**Stored data**
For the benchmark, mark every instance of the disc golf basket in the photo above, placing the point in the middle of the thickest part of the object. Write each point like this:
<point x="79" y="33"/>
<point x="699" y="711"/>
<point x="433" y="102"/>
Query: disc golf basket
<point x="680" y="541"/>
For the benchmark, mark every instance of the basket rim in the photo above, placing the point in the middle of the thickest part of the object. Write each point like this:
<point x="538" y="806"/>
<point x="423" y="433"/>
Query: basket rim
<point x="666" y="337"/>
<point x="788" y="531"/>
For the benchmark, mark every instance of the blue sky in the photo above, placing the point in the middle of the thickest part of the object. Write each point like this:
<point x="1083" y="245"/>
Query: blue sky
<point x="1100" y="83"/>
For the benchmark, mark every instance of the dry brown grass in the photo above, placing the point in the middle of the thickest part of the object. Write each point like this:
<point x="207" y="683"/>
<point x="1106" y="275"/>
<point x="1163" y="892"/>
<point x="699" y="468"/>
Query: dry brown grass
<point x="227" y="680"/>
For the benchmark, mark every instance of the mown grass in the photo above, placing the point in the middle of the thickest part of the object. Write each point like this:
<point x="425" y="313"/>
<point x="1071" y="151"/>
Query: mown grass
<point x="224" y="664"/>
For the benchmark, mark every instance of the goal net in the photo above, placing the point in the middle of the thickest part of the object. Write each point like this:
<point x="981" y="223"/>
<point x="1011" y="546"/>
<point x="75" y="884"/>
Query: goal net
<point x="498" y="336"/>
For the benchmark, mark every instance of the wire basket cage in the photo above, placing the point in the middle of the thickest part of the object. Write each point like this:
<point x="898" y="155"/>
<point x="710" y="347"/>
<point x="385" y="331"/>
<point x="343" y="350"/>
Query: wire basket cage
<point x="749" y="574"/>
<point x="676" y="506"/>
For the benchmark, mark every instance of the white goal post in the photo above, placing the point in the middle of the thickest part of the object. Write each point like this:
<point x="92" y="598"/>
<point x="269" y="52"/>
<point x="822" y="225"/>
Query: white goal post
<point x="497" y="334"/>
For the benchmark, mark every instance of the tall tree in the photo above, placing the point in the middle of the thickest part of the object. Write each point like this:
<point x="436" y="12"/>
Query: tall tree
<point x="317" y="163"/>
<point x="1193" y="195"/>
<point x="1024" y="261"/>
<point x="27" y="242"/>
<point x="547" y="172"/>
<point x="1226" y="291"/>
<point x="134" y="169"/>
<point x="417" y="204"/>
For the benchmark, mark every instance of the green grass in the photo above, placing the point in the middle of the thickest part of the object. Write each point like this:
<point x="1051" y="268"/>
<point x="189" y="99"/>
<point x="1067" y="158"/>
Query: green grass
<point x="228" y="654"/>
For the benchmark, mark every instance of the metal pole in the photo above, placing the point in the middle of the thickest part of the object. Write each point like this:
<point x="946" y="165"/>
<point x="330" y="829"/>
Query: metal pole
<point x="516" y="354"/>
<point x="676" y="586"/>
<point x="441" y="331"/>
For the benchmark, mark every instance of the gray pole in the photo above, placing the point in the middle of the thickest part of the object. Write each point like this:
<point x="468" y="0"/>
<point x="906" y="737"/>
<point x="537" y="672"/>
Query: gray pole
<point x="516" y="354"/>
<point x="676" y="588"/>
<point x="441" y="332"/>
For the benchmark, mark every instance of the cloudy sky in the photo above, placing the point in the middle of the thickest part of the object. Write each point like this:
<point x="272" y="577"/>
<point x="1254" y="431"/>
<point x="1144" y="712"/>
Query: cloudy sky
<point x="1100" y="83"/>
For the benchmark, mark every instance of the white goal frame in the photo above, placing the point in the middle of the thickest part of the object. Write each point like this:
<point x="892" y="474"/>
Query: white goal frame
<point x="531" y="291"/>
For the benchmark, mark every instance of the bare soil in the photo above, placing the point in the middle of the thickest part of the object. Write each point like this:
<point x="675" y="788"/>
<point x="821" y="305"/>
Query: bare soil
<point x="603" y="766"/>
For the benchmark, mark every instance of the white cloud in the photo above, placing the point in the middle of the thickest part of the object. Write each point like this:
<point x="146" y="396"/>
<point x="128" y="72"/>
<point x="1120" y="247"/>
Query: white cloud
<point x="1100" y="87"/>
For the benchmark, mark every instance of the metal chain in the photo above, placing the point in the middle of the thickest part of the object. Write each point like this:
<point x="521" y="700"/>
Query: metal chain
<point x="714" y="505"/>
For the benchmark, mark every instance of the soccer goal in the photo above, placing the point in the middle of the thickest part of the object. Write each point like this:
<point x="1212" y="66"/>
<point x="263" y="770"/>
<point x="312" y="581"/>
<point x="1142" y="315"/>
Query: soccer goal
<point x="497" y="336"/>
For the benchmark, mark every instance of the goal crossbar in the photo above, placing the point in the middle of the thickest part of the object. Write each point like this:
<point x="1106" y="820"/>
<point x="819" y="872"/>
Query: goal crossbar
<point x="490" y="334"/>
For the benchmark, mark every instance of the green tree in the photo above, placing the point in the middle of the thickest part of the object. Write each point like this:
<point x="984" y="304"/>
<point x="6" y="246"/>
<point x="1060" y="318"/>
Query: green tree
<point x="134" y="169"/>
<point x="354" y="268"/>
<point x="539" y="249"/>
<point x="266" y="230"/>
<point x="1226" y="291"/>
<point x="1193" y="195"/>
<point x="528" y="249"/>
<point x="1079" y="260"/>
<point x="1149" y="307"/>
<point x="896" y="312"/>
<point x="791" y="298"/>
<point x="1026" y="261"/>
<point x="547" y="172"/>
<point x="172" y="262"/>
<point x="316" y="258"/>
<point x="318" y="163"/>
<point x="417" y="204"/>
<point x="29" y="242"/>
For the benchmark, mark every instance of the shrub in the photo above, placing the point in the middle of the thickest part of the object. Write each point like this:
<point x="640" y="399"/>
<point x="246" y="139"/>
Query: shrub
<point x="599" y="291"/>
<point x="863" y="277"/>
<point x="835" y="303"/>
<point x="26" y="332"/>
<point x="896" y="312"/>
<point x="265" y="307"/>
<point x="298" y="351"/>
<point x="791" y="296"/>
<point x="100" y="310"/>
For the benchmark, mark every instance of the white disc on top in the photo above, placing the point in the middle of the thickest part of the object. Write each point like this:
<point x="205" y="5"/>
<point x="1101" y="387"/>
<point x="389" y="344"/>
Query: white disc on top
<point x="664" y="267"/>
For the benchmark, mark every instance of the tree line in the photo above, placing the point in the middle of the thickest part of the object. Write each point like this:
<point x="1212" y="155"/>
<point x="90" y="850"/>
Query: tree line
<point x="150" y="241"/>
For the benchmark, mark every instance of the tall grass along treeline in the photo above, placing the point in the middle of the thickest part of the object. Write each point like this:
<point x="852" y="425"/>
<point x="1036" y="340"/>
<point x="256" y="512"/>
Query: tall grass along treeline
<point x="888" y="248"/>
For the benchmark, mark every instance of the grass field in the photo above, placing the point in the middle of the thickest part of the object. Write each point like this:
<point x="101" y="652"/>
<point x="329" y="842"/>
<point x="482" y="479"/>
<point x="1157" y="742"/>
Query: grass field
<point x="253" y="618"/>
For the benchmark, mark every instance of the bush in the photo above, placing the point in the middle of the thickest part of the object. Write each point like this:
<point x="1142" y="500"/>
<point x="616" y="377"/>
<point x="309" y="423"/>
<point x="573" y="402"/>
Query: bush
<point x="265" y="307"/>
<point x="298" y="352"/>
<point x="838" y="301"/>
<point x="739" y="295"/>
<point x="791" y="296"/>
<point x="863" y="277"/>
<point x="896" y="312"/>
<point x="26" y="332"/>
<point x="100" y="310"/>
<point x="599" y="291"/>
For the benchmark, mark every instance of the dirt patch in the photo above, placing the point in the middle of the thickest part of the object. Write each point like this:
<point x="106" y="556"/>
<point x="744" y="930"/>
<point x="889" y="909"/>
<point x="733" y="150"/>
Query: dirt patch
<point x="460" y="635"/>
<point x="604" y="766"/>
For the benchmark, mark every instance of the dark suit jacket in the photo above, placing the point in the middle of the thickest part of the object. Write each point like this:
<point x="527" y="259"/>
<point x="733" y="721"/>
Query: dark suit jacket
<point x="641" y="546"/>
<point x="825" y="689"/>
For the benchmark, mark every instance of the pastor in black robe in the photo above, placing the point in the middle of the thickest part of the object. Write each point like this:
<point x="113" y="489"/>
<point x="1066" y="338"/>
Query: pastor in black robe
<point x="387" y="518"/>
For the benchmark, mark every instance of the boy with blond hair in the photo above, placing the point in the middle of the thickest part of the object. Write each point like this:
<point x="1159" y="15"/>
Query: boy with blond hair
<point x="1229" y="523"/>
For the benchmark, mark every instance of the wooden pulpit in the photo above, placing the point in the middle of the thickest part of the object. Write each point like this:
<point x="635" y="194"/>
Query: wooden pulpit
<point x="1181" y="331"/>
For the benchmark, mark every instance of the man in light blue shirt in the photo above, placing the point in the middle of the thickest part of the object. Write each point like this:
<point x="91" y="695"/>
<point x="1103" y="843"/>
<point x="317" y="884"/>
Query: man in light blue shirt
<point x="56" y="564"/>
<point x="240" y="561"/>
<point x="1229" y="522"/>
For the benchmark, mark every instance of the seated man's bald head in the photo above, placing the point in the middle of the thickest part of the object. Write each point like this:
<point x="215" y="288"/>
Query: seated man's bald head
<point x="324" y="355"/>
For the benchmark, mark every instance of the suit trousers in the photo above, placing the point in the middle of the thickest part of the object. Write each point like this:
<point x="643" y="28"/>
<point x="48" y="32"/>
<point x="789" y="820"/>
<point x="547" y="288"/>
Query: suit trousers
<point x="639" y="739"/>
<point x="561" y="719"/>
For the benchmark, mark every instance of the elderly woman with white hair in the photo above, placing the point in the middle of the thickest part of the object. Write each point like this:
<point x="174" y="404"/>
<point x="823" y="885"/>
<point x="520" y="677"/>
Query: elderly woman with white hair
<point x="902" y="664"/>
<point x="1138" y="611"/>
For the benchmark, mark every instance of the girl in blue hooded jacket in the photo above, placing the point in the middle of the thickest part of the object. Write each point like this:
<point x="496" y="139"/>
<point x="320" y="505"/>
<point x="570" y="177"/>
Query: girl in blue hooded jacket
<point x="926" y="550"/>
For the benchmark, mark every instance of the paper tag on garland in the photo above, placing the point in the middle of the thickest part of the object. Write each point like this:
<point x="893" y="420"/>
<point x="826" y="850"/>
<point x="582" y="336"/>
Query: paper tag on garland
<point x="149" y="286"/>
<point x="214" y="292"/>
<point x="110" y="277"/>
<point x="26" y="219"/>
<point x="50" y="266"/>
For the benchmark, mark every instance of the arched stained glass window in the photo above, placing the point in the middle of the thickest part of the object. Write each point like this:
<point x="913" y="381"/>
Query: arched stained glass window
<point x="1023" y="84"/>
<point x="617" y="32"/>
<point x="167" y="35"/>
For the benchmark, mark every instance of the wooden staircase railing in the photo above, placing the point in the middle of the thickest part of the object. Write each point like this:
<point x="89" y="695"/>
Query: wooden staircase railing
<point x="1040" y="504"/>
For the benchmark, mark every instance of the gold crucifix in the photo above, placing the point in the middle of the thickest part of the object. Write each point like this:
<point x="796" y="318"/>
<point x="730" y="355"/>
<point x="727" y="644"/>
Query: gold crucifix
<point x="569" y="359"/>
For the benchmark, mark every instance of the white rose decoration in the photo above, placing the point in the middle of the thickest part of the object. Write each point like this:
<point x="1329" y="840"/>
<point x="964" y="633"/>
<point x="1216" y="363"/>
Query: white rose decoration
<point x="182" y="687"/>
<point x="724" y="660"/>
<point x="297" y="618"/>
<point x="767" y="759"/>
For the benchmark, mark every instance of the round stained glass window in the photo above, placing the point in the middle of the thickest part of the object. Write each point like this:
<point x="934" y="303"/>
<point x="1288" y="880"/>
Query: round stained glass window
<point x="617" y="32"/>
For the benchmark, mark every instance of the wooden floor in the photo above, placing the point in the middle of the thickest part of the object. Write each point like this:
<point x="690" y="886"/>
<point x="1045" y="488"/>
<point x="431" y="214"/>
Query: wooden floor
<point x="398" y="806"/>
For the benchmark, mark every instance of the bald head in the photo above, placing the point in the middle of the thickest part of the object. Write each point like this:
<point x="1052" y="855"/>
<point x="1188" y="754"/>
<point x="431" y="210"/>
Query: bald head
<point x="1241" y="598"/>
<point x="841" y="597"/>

**Task goal**
Format the lines as a Markdown table with the columns "Index" and "Text," numbering each row and omitting blank lines. Include only the lines from the one containing "For the benchmark, mark every instance of the wooden staircase" through the last line of the items, with both ends included.

**Task answer**
| Index | Text |
|---|---|
| 1 | For the benchmark, mark every instance of the wooden staircase railing in the photo above, placing the point in the middle of the thickest part of the object. Write each point like this: |
| 2 | <point x="89" y="695"/> |
| 3 | Query: wooden staircase railing |
| 4 | <point x="1040" y="504"/> |
| 5 | For the benchmark, mark every instance of the gold crucifix in the photo above, placing the point in the middle of the thickest part of the object. Write each point like this: |
| 6 | <point x="796" y="318"/> |
| 7 | <point x="730" y="355"/> |
| 8 | <point x="727" y="644"/> |
| 9 | Query: gold crucifix |
| 10 | <point x="569" y="359"/> |
| 11 | For the benchmark, mark every instance of the white rose decoration in the photo above, placing the point in the middle of the thickest part of the object. Write each point like this: |
| 12 | <point x="1329" y="840"/> |
| 13 | <point x="964" y="633"/> |
| 14 | <point x="1216" y="363"/> |
| 15 | Query: white rose decoration |
| 16 | <point x="182" y="687"/> |
| 17 | <point x="724" y="660"/> |
| 18 | <point x="297" y="618"/> |
| 19 | <point x="767" y="759"/> |
| 20 | For the benchmark, mark every instance of the round stained glass window in the photo above, placing the point in the middle of the thickest part of the object. Write each point like this: |
| 21 | <point x="934" y="303"/> |
| 22 | <point x="1288" y="880"/> |
| 23 | Query: round stained glass window |
| 24 | <point x="617" y="32"/> |
| 25 | For the benchmark, mark every instance of the wooden floor in the photo above, placing the point in the middle of the thickest part of the object. Write each point like this: |
| 26 | <point x="690" y="886"/> |
| 27 | <point x="1045" y="488"/> |
| 28 | <point x="431" y="214"/> |
| 29 | Query: wooden floor |
| 30 | <point x="398" y="806"/> |
| 31 | For the benchmark, mark every instance of the bald head in the photo above, placing the point in the middle of the thickest part of the object. Write each point like this: |
| 32 | <point x="1052" y="855"/> |
| 33 | <point x="1188" y="754"/> |
| 34 | <point x="431" y="210"/> |
| 35 | Query: bald head |
| 36 | <point x="1241" y="598"/> |
| 37 | <point x="841" y="597"/> |